• _Text excerpt_:
== == ==

The fan is fine. I also confirmed 12.8v at the fan switch. I jumped the switch and breaker and still the fan won't turn on. I'm thinking the electrical connection about 6" from the fan might be bad. The previous owner put grease in it 18 months ago and it worked fine until I got it. I thnk the only option if this is the issue would be to cut the connector and splice the wires together. I cleaned the connection again with brake cleaner to get off any residue from the grease I added this weekend when the motor was stuck on... I can confirm 12.8v at this electrical connector as well. I"m thinking the connector is bad and that I will cut it out and splice the wires directly. I can find 12.8v within 6" of the fan and this is the only junction.

Am I missing anything else that could be the issue?


----------



## browland (Apr 4, 2009)

I'm pretty sure the 12v lead from the fuse box goes to the rear bus connector , then to the breaker then forward to the switch in the rad- then to the fan . Really it takes no time to look at the buss connector- cut the tape and see if it's green or black or even
Like mine having half the plastic connector gone . 


Sent from my iPhone using Tapatalk


----------



## Todd Edge (Jun 2, 2012)

== == ==

• _Provided information_:
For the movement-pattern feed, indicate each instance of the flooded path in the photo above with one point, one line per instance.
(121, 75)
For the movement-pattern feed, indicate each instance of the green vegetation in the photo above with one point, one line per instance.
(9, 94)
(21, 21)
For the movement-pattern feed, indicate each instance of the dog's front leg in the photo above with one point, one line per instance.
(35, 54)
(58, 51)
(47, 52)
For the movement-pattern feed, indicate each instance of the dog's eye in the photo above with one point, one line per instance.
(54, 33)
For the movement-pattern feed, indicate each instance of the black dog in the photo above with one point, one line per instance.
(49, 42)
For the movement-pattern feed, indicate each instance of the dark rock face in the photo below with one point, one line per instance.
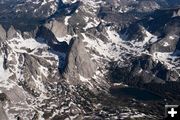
(78, 61)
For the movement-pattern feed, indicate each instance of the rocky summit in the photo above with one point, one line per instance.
(88, 59)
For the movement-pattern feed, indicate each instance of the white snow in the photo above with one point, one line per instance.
(66, 20)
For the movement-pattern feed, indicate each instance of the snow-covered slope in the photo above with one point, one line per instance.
(64, 60)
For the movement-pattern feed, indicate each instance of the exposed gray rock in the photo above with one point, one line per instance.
(79, 61)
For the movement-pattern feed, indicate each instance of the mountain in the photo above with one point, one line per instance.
(89, 60)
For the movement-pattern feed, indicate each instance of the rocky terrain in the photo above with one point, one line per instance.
(88, 59)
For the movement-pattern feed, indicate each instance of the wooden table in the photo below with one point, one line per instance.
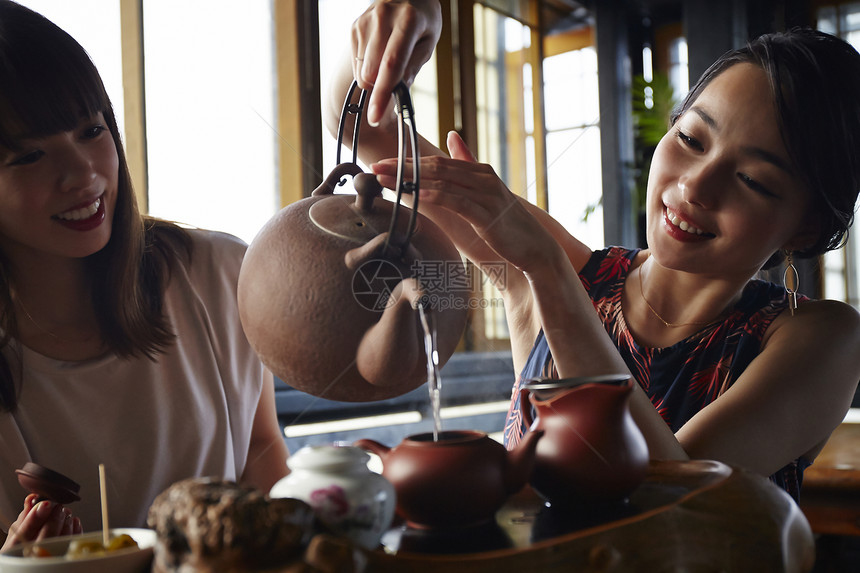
(830, 496)
(686, 516)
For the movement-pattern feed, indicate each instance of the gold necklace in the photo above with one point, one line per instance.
(660, 318)
(36, 324)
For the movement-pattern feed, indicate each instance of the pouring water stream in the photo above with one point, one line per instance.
(434, 380)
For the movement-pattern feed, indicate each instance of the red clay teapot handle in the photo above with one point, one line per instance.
(525, 407)
(334, 178)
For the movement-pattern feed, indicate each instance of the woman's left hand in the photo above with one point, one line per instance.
(38, 521)
(474, 192)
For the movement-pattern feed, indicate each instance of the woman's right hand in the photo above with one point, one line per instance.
(38, 521)
(390, 43)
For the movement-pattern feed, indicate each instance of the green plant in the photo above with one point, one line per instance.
(652, 106)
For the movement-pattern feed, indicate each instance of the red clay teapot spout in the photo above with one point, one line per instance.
(460, 480)
(592, 450)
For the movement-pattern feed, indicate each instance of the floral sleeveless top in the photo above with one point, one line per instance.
(681, 379)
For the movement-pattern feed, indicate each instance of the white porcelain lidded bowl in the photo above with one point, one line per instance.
(336, 482)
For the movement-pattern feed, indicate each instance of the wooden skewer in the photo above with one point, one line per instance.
(103, 491)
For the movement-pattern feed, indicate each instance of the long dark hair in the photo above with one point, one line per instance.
(47, 84)
(815, 82)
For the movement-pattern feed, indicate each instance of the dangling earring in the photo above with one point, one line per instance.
(790, 280)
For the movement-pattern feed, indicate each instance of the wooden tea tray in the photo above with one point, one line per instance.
(686, 516)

== == ==

• _What to do_:
1. Repeat the passage of the forum thread about the fan starting with "The fan is fine." and going on through "(Apr 4, 2009)", switching "brake cleaner" to "contact cleaner".
2. In the forum thread about the fan, what voltage did the first poster confirm at the fan switch?

• _Solved tasks_:
1.
The fan is fine. I also confirmed 12.8v at the fan switch. I jumped the switch and breaker and still the fan won't turn on. I'm thinking the electrical connection about 6" from the fan might be bad. The previous owner put grease in it 18 months ago and it worked fine until I got it. I thnk the only option if this is the issue would be to cut the connector and splice the wires together. I cleaned the connection again with contact cleaner to get off any residue from the grease I added this weekend when the motor was stuck on... I can confirm 12.8v at this electrical connector as well. I"m thinking the connector is bad and that I will cut it out and splice the wires directly. I can find 12.8v within 6" of the fan and this is the only junction.

Am I missing anything else that could be the issue?


----------



## browland (Apr 4, 2009)

2. 12.8v